INSTRUCTION: Gather every line from the entries below that contains the string "person". Case counts.
** Start **
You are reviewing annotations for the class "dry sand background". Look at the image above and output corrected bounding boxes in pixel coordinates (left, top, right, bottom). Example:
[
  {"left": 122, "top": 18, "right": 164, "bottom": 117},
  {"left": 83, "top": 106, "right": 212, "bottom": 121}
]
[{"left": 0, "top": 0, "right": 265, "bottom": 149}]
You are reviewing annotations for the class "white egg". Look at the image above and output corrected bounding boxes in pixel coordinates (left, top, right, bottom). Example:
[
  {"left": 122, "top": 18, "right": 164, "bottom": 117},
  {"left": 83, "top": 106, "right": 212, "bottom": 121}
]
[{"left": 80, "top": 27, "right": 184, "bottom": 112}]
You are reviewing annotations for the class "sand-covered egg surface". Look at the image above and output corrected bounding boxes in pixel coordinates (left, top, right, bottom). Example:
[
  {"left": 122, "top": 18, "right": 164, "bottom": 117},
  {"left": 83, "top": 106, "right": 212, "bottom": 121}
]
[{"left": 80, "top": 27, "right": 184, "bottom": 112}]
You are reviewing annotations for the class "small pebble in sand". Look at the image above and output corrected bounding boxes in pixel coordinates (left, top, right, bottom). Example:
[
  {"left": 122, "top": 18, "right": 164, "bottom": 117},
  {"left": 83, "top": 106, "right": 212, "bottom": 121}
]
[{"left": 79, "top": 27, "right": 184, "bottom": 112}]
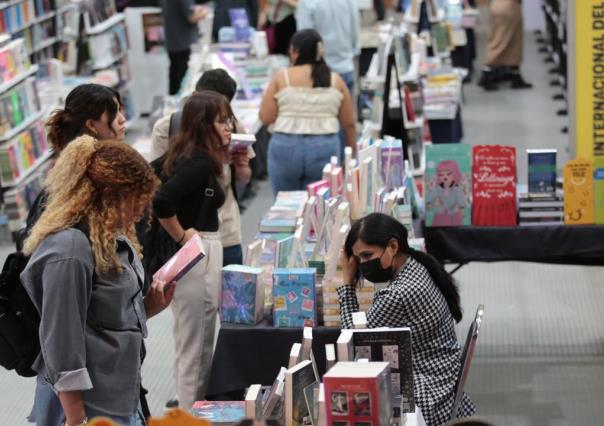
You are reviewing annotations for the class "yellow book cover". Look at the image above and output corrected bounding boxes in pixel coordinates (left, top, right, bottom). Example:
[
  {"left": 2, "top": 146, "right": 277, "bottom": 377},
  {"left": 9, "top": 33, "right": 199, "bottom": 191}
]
[{"left": 564, "top": 159, "right": 595, "bottom": 225}]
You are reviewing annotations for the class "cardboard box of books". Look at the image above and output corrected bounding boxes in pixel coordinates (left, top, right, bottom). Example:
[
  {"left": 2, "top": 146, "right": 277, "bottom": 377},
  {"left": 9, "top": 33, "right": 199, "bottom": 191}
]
[
  {"left": 220, "top": 265, "right": 264, "bottom": 325},
  {"left": 273, "top": 268, "right": 317, "bottom": 327}
]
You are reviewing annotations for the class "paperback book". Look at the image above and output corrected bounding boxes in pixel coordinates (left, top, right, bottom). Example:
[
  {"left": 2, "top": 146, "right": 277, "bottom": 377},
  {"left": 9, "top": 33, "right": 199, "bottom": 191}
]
[
  {"left": 323, "top": 362, "right": 393, "bottom": 426},
  {"left": 273, "top": 268, "right": 317, "bottom": 328},
  {"left": 564, "top": 160, "right": 595, "bottom": 225},
  {"left": 472, "top": 145, "right": 516, "bottom": 226},
  {"left": 220, "top": 265, "right": 264, "bottom": 325},
  {"left": 425, "top": 143, "right": 472, "bottom": 227}
]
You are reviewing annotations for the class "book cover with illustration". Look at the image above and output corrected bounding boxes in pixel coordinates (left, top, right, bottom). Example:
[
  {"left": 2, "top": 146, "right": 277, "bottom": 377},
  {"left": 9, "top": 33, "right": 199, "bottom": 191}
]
[
  {"left": 380, "top": 139, "right": 404, "bottom": 191},
  {"left": 273, "top": 268, "right": 317, "bottom": 328},
  {"left": 220, "top": 265, "right": 264, "bottom": 324},
  {"left": 594, "top": 157, "right": 604, "bottom": 225},
  {"left": 191, "top": 401, "right": 245, "bottom": 426},
  {"left": 323, "top": 362, "right": 393, "bottom": 426},
  {"left": 564, "top": 159, "right": 595, "bottom": 225},
  {"left": 425, "top": 143, "right": 472, "bottom": 227},
  {"left": 472, "top": 145, "right": 516, "bottom": 226},
  {"left": 526, "top": 149, "right": 557, "bottom": 196},
  {"left": 153, "top": 234, "right": 206, "bottom": 283}
]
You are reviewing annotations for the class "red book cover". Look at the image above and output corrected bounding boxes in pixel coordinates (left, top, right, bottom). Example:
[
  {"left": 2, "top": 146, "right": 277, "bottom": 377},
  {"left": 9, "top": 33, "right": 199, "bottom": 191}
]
[
  {"left": 472, "top": 145, "right": 516, "bottom": 226},
  {"left": 153, "top": 235, "right": 206, "bottom": 283}
]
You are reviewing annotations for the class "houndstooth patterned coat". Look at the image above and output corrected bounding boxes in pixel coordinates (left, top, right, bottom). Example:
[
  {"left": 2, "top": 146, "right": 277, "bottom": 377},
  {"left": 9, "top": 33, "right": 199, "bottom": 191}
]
[{"left": 338, "top": 257, "right": 476, "bottom": 426}]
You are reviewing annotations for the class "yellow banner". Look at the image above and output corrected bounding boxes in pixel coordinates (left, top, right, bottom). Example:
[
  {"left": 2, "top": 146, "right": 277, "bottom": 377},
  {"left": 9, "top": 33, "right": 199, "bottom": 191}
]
[{"left": 569, "top": 0, "right": 604, "bottom": 159}]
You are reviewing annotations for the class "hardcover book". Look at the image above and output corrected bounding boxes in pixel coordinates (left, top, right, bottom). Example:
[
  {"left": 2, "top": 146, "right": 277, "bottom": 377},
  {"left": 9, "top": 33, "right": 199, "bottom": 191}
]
[
  {"left": 153, "top": 234, "right": 206, "bottom": 283},
  {"left": 472, "top": 145, "right": 516, "bottom": 226},
  {"left": 285, "top": 360, "right": 316, "bottom": 426},
  {"left": 425, "top": 143, "right": 472, "bottom": 227},
  {"left": 273, "top": 268, "right": 317, "bottom": 328},
  {"left": 220, "top": 265, "right": 264, "bottom": 325},
  {"left": 323, "top": 362, "right": 393, "bottom": 426},
  {"left": 594, "top": 157, "right": 604, "bottom": 225},
  {"left": 191, "top": 401, "right": 245, "bottom": 426},
  {"left": 564, "top": 159, "right": 595, "bottom": 225},
  {"left": 526, "top": 149, "right": 557, "bottom": 196}
]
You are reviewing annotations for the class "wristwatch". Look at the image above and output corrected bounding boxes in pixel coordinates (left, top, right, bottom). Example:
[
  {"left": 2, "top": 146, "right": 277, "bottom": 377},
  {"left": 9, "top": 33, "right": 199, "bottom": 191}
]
[{"left": 61, "top": 417, "right": 88, "bottom": 426}]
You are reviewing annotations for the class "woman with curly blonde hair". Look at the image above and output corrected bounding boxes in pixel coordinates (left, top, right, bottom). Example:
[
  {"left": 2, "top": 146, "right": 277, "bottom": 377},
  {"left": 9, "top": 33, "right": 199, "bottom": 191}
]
[{"left": 21, "top": 136, "right": 174, "bottom": 426}]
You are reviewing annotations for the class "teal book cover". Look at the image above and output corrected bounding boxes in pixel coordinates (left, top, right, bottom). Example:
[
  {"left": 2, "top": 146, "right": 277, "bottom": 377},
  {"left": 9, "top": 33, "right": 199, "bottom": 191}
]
[
  {"left": 220, "top": 265, "right": 264, "bottom": 325},
  {"left": 425, "top": 143, "right": 472, "bottom": 227},
  {"left": 273, "top": 268, "right": 317, "bottom": 328}
]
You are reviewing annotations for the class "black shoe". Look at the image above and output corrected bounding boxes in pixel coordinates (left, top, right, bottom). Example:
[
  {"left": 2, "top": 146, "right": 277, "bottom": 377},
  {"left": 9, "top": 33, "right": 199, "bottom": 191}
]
[
  {"left": 510, "top": 74, "right": 533, "bottom": 89},
  {"left": 478, "top": 70, "right": 499, "bottom": 92}
]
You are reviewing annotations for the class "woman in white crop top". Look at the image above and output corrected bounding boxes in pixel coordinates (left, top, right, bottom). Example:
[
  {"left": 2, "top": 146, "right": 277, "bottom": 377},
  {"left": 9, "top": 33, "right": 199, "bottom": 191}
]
[{"left": 260, "top": 30, "right": 355, "bottom": 194}]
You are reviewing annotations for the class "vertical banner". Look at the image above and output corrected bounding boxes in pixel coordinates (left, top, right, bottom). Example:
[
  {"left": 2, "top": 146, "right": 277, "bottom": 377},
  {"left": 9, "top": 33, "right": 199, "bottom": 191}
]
[{"left": 571, "top": 0, "right": 604, "bottom": 160}]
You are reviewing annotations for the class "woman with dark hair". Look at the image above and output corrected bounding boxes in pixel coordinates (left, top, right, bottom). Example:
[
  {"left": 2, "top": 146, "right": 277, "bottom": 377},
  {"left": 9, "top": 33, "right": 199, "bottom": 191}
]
[
  {"left": 18, "top": 83, "right": 126, "bottom": 240},
  {"left": 260, "top": 30, "right": 355, "bottom": 194},
  {"left": 338, "top": 213, "right": 476, "bottom": 426},
  {"left": 151, "top": 91, "right": 235, "bottom": 409}
]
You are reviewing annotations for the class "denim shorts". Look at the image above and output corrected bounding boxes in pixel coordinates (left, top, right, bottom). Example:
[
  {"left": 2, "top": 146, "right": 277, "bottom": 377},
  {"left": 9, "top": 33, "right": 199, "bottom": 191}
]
[
  {"left": 268, "top": 132, "right": 340, "bottom": 195},
  {"left": 28, "top": 376, "right": 146, "bottom": 426}
]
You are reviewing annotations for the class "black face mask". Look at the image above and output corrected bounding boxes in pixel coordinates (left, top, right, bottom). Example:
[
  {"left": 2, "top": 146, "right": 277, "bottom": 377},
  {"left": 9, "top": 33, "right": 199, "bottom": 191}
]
[{"left": 359, "top": 250, "right": 394, "bottom": 283}]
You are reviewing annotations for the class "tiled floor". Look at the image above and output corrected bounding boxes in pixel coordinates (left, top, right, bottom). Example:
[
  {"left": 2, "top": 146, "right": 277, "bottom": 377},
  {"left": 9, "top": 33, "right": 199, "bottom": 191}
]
[{"left": 0, "top": 11, "right": 604, "bottom": 426}]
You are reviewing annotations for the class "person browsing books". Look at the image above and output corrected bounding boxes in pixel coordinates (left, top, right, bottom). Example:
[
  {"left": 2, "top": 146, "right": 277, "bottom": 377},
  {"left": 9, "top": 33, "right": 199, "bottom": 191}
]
[
  {"left": 337, "top": 213, "right": 476, "bottom": 426},
  {"left": 260, "top": 29, "right": 355, "bottom": 195},
  {"left": 21, "top": 136, "right": 174, "bottom": 426},
  {"left": 151, "top": 68, "right": 256, "bottom": 266},
  {"left": 18, "top": 83, "right": 126, "bottom": 245},
  {"left": 151, "top": 90, "right": 234, "bottom": 409}
]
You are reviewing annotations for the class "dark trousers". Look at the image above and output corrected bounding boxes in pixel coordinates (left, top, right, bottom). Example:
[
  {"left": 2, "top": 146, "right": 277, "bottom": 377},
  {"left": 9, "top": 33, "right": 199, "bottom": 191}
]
[
  {"left": 168, "top": 49, "right": 191, "bottom": 95},
  {"left": 222, "top": 244, "right": 243, "bottom": 266}
]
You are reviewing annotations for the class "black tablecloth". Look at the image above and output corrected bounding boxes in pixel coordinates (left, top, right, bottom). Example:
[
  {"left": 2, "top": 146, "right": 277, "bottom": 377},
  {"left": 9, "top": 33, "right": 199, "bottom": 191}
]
[
  {"left": 207, "top": 319, "right": 340, "bottom": 396},
  {"left": 424, "top": 225, "right": 604, "bottom": 265}
]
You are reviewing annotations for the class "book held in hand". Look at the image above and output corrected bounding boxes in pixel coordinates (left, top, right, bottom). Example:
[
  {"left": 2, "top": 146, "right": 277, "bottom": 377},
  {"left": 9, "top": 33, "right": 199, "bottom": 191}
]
[{"left": 153, "top": 234, "right": 206, "bottom": 284}]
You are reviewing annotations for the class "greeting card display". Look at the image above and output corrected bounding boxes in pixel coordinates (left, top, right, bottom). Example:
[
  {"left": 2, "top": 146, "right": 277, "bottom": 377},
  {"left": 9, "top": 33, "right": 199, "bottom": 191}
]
[
  {"left": 472, "top": 145, "right": 516, "bottom": 226},
  {"left": 564, "top": 159, "right": 595, "bottom": 225},
  {"left": 425, "top": 143, "right": 472, "bottom": 226}
]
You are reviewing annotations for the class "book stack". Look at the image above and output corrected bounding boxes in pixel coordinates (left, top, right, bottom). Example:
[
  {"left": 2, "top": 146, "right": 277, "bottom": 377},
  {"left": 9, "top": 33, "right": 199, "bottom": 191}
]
[
  {"left": 273, "top": 268, "right": 317, "bottom": 328},
  {"left": 0, "top": 39, "right": 31, "bottom": 84},
  {"left": 260, "top": 191, "right": 308, "bottom": 233},
  {"left": 0, "top": 77, "right": 40, "bottom": 136},
  {"left": 220, "top": 265, "right": 264, "bottom": 325},
  {"left": 323, "top": 362, "right": 393, "bottom": 425},
  {"left": 518, "top": 193, "right": 564, "bottom": 226},
  {"left": 0, "top": 121, "right": 50, "bottom": 187}
]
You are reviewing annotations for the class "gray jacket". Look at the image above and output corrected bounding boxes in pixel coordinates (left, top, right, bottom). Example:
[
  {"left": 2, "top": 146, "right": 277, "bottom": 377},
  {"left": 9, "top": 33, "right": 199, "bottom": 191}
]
[{"left": 21, "top": 228, "right": 147, "bottom": 416}]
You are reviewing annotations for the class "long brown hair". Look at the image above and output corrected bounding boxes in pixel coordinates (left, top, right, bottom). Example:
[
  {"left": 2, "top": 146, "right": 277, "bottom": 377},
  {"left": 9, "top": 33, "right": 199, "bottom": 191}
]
[
  {"left": 162, "top": 90, "right": 234, "bottom": 176},
  {"left": 24, "top": 136, "right": 159, "bottom": 274}
]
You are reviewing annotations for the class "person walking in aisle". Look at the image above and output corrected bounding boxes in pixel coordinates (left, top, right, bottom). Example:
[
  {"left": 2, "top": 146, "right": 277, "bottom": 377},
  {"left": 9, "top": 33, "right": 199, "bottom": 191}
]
[
  {"left": 21, "top": 136, "right": 174, "bottom": 426},
  {"left": 259, "top": 29, "right": 356, "bottom": 195},
  {"left": 337, "top": 213, "right": 476, "bottom": 426},
  {"left": 151, "top": 69, "right": 255, "bottom": 266},
  {"left": 258, "top": 0, "right": 298, "bottom": 55},
  {"left": 478, "top": 0, "right": 533, "bottom": 91},
  {"left": 18, "top": 83, "right": 126, "bottom": 236},
  {"left": 161, "top": 0, "right": 208, "bottom": 95},
  {"left": 151, "top": 91, "right": 234, "bottom": 410}
]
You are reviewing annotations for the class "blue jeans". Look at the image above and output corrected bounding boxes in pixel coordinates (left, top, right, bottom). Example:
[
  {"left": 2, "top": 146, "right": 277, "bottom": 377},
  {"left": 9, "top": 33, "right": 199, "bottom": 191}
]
[
  {"left": 28, "top": 376, "right": 146, "bottom": 426},
  {"left": 339, "top": 71, "right": 355, "bottom": 158},
  {"left": 268, "top": 133, "right": 340, "bottom": 195},
  {"left": 222, "top": 244, "right": 243, "bottom": 266}
]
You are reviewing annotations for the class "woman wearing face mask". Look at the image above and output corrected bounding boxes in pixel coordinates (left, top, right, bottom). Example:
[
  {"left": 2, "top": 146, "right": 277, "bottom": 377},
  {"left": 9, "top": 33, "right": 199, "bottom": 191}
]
[
  {"left": 151, "top": 91, "right": 234, "bottom": 409},
  {"left": 338, "top": 213, "right": 476, "bottom": 426}
]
** End **
ANSWER TO THE EXERCISE:
You are reviewing annotations for the class "person browsing books". Look at the image above and output corrected bounding boxes in pixel coordinates (left, top, right, bottom). Example:
You are reviewing annotations for the class "person walking in aisle". Look at the image above and output corrected bounding boxes in pixel coordinates (left, top, right, bottom). Example:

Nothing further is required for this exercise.